- [Requirements] Print the lines of the material without any change, starting at the line that contains "of the gray" and stopping after the line that contains "pixel 516 82".

[Position annotation records]
========================
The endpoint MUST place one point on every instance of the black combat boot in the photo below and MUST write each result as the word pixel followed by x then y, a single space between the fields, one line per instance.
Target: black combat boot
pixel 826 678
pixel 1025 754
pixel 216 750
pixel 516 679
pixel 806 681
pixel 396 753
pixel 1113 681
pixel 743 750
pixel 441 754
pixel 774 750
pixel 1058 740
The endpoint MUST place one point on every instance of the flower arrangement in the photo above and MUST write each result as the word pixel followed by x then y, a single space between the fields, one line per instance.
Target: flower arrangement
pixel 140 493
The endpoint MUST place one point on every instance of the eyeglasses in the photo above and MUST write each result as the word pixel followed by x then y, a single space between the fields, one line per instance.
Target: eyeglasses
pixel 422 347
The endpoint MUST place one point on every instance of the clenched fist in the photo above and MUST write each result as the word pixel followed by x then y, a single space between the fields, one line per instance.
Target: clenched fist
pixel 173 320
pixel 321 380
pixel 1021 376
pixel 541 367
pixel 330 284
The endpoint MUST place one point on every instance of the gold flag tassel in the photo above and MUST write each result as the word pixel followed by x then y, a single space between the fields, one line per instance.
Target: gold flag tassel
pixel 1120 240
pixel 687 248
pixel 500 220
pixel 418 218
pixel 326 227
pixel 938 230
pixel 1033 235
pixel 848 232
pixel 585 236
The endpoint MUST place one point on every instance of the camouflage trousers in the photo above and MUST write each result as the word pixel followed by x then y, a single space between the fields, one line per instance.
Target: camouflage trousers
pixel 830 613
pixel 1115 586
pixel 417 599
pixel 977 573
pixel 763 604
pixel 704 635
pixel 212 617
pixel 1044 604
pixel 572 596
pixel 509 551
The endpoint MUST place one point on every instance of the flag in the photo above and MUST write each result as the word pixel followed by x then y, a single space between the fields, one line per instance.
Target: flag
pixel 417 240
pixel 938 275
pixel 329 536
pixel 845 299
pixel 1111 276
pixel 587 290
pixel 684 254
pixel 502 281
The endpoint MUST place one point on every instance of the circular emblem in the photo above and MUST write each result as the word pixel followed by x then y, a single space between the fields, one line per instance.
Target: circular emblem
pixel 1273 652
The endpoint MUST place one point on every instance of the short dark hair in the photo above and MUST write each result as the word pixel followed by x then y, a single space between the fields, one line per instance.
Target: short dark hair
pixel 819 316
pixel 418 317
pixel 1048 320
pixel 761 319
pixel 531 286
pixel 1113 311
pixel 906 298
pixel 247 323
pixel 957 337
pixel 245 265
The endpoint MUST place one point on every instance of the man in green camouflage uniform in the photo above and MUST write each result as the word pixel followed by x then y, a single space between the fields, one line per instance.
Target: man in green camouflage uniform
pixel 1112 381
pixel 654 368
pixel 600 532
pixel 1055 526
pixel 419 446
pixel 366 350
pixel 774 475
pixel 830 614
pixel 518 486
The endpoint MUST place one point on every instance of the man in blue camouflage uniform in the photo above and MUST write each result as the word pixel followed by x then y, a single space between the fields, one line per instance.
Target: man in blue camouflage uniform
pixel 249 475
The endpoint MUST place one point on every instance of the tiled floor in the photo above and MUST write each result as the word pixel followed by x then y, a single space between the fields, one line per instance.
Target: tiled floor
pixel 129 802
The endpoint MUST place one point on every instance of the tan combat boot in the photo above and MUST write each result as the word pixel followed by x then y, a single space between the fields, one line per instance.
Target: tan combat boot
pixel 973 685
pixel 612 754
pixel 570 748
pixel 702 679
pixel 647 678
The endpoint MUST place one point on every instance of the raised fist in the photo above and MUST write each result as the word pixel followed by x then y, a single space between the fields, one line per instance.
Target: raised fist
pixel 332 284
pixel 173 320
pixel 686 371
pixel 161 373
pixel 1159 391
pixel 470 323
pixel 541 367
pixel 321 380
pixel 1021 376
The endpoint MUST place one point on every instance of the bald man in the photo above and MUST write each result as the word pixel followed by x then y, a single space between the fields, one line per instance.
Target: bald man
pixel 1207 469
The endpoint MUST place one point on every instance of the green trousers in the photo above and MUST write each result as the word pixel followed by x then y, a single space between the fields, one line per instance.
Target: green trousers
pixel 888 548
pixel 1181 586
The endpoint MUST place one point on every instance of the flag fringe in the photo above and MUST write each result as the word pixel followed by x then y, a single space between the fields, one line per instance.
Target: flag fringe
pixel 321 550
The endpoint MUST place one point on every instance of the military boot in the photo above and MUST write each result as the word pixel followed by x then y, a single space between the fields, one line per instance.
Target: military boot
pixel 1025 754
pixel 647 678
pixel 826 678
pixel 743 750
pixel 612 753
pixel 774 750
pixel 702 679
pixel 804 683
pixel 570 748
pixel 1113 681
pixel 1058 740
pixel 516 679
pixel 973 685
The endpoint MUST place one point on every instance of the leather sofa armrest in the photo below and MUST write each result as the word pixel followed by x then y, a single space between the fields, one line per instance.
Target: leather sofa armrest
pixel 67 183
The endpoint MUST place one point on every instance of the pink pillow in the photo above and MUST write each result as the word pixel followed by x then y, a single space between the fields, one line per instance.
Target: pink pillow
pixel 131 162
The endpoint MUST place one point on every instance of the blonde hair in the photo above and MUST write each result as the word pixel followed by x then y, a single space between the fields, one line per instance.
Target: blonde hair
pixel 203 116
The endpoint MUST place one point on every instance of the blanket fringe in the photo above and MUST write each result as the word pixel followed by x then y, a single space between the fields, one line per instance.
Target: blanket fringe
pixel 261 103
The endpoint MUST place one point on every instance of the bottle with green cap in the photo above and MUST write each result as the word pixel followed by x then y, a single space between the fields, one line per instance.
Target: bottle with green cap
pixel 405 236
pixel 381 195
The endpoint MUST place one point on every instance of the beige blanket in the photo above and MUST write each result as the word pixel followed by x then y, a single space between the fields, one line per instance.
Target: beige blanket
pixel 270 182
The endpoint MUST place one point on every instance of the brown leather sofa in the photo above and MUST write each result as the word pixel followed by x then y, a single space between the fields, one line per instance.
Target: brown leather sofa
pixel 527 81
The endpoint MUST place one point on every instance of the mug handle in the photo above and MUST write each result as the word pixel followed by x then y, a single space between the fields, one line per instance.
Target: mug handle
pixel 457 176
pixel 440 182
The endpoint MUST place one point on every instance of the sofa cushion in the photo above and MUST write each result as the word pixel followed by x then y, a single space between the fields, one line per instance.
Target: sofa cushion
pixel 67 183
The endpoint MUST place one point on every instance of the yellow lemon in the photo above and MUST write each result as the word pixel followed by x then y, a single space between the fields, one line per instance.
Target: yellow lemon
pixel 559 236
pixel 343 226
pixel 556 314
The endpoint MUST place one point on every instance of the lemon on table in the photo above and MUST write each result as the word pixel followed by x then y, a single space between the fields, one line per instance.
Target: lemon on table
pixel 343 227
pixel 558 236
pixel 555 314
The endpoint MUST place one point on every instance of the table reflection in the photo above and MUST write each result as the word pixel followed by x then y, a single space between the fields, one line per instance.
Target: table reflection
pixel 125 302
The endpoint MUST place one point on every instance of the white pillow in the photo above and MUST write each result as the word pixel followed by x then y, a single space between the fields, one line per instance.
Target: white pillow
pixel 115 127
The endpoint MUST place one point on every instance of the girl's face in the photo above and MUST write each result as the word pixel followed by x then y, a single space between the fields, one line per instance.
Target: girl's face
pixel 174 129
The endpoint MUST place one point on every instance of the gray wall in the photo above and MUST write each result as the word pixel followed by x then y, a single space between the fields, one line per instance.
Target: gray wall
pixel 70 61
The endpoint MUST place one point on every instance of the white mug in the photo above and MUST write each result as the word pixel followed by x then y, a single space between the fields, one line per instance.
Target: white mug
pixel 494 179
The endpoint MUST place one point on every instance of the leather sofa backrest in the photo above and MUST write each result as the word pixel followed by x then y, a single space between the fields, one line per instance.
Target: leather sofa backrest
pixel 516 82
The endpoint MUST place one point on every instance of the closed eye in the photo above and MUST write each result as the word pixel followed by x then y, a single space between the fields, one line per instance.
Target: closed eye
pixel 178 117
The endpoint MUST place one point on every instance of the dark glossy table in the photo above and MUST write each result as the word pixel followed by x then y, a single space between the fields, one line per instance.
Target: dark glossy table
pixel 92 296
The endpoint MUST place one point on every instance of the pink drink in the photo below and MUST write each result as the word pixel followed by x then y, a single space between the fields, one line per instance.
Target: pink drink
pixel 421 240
========================
- [Solution to this problem]
The endpoint MUST place one point on every instance of the gray wall in the photo above and MUST write each result as the word pixel followed by x then y, a single space between the fields, one line per instance.
Target: gray wall
pixel 70 61
The endpoint MUST place one point on every instance of the white mug in the photo above and MUST write each result as the word pixel followed by x then y, a single space between the fields, one line per instance.
Target: white mug
pixel 494 179
The endpoint MUST place one point on every instance of the leather sofa backrest in the photo above and MUST write each result as the word pixel followed by x then y, a single space between the fields, one line per instance.
Target: leather sofa backrest
pixel 516 82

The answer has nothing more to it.